**REQUIRED WORK:**
1. Switch "40g long" to "55g" and give the forum thread again between "## welsher7 (Jul" and "would be good.", inclusive.
2. Collect every line of the listing that holds the string "frame".

**GIVEN TEXT:**
** Start **

# Vortech Mp40?



## Guest (Mar 20, 2011)

Hi guys,
Been thinking about getting a VorTech MP40 for a new 190 Gal tank I'm currently cycling which will be housing my 14 juvie RBP. Has anyone tried these pumps with P's before? Reason I ask is because I can get a good price on one, and I have 2 ehiem pro 3e filters on the tank which will be run in stream mode. It is a planted tank and with the MP40 being able to vary power output I thought a variable current will really add to the effect I'm going for with the tank. Not to mention the added benefit that all mechanical parts are outside the tank allowing easier maintenance and less visual distraction from the inside of it. I've used various powerheads available in tanks I've kept throughout the years and I really don't like the appearance of them in the tank. I've never had a marine tank,and was looking to start one when I found the VorTech MP40. Any pro's and con's on this product for P's?
Cheers,
JK


----------



## welsher7 (Jul 29, 2005)

The vortechs are great powerheads. I used a mp10 in my 40g long Spilo tank until I finished setting up my sw tank. What are the dmes of your 190g? They really move a lot of water. I don't think you would want to run it on reef crest mode or try to create a standing wave in the tank, but have a little variation in water movement would be good.

** End **

**DATA ROWS:**
** Start **

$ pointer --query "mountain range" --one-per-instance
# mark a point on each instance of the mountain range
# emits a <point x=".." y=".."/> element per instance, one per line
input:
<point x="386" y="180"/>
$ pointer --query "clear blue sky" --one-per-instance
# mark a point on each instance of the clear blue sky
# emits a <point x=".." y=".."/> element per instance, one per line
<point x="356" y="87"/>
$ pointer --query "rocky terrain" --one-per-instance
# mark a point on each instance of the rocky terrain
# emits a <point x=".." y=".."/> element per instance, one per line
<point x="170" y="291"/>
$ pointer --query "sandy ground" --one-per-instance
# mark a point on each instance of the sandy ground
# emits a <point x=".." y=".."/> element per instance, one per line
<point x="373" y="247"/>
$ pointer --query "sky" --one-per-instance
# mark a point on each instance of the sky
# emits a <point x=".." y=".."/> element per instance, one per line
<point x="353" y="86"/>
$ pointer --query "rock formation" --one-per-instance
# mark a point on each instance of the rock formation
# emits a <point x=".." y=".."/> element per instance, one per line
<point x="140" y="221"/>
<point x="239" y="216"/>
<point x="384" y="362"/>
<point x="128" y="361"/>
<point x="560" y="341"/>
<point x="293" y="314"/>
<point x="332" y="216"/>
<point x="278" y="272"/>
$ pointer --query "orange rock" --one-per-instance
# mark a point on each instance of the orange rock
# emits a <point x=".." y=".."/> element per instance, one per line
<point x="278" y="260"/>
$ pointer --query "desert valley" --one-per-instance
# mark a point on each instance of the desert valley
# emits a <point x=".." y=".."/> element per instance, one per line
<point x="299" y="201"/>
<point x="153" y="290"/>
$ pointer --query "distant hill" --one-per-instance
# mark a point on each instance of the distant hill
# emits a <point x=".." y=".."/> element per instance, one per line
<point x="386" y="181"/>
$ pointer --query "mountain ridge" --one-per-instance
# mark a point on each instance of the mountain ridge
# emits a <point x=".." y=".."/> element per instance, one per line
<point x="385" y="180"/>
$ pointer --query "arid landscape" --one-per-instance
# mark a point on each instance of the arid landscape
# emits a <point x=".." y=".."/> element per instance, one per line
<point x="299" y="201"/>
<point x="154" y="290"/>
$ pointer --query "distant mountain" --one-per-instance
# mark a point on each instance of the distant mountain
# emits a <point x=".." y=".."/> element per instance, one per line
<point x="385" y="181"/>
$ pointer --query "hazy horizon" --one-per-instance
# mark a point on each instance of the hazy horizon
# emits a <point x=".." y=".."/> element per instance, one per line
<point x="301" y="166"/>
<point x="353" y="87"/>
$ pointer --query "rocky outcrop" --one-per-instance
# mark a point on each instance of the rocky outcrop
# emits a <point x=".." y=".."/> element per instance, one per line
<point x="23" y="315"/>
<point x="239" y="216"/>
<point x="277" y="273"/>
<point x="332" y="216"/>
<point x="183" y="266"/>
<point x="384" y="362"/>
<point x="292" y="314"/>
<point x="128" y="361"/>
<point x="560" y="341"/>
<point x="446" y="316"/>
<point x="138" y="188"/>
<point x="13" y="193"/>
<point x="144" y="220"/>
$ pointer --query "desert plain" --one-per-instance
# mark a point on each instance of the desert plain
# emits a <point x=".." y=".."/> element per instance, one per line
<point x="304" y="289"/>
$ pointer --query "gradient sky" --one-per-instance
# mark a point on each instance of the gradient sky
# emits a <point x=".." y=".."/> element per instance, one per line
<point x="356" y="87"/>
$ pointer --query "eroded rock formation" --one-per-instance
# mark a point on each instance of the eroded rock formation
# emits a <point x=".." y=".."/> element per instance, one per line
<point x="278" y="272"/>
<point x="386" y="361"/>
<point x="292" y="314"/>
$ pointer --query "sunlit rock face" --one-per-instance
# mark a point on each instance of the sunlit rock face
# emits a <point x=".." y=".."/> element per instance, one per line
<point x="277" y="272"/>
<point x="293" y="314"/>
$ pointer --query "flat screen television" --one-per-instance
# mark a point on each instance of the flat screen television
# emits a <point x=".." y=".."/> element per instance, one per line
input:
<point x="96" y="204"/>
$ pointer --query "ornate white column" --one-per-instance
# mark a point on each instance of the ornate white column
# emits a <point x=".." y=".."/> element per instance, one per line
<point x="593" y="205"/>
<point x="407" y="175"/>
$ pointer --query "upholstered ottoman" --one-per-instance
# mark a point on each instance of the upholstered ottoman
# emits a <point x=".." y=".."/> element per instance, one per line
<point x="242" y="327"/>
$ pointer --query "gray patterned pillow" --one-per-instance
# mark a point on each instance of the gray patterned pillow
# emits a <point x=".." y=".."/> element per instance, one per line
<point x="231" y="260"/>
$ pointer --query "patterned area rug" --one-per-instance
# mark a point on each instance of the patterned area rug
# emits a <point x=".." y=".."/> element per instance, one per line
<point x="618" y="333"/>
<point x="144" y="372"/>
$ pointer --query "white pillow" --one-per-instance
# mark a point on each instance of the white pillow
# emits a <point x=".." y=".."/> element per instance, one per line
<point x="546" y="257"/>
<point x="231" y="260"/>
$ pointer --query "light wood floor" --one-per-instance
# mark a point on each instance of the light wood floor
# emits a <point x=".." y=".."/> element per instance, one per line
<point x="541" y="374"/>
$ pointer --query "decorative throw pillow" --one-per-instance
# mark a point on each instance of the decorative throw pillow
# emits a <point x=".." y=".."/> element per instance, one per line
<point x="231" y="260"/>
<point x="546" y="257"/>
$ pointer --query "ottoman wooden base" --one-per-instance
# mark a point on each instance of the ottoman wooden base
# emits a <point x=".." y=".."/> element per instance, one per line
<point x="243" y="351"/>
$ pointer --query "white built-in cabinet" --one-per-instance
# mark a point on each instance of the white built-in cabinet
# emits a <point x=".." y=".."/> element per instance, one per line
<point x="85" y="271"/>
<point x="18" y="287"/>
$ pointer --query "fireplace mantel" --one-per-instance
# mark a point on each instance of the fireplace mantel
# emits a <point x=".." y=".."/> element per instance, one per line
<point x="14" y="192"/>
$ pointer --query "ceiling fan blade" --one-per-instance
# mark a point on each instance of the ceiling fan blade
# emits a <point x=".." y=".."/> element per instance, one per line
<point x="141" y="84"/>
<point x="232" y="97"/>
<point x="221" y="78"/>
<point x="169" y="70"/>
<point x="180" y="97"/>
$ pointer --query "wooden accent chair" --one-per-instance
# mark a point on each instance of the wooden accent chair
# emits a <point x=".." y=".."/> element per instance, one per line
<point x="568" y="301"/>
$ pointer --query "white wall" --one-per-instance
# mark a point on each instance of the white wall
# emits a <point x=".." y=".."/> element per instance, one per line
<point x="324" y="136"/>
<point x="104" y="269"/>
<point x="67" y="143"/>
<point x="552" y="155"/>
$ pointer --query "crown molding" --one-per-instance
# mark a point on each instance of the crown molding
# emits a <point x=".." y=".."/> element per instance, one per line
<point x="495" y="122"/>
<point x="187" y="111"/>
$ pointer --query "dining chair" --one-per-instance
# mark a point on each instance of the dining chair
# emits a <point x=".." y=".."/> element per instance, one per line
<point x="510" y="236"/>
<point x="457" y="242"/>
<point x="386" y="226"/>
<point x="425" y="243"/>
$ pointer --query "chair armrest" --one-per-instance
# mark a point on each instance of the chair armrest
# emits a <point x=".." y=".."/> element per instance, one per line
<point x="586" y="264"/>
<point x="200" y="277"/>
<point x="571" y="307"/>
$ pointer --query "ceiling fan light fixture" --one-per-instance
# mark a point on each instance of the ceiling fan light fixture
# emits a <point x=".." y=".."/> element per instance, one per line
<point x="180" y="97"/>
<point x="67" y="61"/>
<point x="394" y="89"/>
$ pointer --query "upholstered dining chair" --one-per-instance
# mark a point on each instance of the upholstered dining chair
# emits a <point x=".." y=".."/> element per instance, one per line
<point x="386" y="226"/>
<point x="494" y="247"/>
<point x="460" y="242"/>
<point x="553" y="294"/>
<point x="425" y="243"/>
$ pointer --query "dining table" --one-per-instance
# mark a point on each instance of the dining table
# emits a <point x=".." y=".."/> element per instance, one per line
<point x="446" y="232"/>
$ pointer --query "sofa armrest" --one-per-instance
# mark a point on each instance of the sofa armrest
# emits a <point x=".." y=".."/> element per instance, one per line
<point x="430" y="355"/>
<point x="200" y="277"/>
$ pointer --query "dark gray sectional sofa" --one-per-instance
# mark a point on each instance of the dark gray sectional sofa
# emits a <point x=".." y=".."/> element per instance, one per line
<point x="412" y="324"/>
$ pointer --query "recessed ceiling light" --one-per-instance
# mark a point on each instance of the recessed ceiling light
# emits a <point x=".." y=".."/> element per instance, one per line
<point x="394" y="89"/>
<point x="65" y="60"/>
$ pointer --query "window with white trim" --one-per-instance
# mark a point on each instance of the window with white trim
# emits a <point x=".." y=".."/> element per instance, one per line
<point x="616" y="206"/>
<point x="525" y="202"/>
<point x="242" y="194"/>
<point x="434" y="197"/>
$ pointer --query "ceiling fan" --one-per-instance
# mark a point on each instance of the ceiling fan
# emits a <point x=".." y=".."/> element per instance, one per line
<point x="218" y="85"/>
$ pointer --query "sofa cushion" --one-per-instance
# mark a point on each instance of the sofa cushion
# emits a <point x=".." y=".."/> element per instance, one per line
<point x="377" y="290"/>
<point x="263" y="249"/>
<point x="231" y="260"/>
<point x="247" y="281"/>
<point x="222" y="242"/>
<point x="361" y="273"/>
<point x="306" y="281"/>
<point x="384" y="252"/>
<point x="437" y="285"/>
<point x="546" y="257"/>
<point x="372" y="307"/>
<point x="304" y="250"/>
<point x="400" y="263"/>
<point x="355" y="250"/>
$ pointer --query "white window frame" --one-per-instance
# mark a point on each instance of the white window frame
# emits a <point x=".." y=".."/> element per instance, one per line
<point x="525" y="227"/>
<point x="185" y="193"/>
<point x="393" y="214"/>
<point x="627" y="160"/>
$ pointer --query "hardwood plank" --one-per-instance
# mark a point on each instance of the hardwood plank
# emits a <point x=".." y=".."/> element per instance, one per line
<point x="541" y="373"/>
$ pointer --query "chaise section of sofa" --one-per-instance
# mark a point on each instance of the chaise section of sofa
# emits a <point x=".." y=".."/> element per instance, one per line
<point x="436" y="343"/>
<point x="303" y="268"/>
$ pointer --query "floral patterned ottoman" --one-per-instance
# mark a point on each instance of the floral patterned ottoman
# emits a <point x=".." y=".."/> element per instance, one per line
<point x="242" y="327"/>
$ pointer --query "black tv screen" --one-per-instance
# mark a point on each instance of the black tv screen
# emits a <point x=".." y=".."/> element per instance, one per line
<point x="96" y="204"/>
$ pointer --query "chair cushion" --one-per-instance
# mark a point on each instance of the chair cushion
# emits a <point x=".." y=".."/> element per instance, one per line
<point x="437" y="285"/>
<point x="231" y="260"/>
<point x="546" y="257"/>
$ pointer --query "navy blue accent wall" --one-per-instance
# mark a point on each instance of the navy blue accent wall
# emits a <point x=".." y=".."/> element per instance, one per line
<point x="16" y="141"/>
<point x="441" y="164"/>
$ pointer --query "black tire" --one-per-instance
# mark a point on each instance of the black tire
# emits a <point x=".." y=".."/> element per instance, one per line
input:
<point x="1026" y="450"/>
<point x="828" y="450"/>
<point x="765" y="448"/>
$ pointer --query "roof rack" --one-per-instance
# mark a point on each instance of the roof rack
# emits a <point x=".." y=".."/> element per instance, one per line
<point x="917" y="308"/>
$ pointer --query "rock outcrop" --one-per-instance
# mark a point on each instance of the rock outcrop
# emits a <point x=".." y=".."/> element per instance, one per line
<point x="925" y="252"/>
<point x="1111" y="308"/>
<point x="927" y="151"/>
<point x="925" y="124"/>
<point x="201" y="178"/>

** End **

**SOLUTIONS PER TASK:**
1.
## welsher7 (Jul 29, 2005)

The vortechs are great powerheads. I used a mp10 in my 55g Spilo tank until I finished setting up my sw tank. What are the dmes of your 190g? They really move a lot of water. I don't think you would want to run it on reef crest mode or try to create a standing wave in the tank, but have a little variation in water movement would be good.

2.
$ pointer --query "white window frame" --one-per-instance
# mark a point on each instance of the white window frame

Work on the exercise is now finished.